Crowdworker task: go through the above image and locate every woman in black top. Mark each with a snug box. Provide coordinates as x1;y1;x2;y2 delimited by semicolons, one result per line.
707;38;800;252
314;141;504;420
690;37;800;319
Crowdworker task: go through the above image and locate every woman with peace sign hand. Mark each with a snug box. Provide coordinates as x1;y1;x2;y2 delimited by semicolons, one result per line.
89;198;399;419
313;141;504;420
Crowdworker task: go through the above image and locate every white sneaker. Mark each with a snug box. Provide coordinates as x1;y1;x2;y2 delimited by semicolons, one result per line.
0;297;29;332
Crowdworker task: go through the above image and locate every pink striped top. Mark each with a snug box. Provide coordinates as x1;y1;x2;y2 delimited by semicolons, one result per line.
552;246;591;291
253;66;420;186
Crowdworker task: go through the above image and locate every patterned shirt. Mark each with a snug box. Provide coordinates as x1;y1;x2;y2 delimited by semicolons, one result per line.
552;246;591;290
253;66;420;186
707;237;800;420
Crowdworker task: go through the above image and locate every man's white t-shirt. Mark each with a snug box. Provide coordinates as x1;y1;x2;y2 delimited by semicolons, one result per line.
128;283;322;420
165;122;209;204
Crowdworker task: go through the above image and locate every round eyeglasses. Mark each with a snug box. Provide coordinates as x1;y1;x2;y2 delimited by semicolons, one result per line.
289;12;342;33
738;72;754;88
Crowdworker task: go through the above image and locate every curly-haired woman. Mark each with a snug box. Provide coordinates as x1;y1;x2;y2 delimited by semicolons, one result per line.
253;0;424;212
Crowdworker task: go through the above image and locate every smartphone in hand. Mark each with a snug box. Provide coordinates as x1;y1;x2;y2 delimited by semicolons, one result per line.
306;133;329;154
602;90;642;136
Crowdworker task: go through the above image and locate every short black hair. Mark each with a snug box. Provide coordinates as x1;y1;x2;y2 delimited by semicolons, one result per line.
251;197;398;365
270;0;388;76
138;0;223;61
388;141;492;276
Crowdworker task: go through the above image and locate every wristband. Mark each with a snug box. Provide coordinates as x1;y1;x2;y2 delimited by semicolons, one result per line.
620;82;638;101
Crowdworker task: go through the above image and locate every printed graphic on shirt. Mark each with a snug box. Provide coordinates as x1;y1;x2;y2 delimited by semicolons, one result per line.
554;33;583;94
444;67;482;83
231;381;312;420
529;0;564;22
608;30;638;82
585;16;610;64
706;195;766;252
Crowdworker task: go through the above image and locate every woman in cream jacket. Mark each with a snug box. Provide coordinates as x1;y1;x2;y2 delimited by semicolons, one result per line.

* * * *

Return precisely the lines of the records, starting with the line that holds "locate every wristband." and ending with the last one.

Written answer ::
Crowdworker task: go through the above image and locate every wristband. Mark each with a snug box. Provide coordinates as x1;y1;x2;y2 delimited by semicolons, one result per line.
620;82;638;101
Crowdworker task: go through the above image and locate every printed graphic on shirt. Mark each with a snug box. Provide coordinates as x1;y1;x2;y2 delimited by semicolons, one result per line.
554;33;583;94
444;67;482;83
231;381;312;420
529;0;564;22
608;30;638;82
585;16;610;64
706;195;766;252
Crowdworker task: go through the above image and locate every woman in cream jacket. Mark each with a snug box. Provide coordinates as x1;y1;x2;y2 delimited by semicolons, one result per line.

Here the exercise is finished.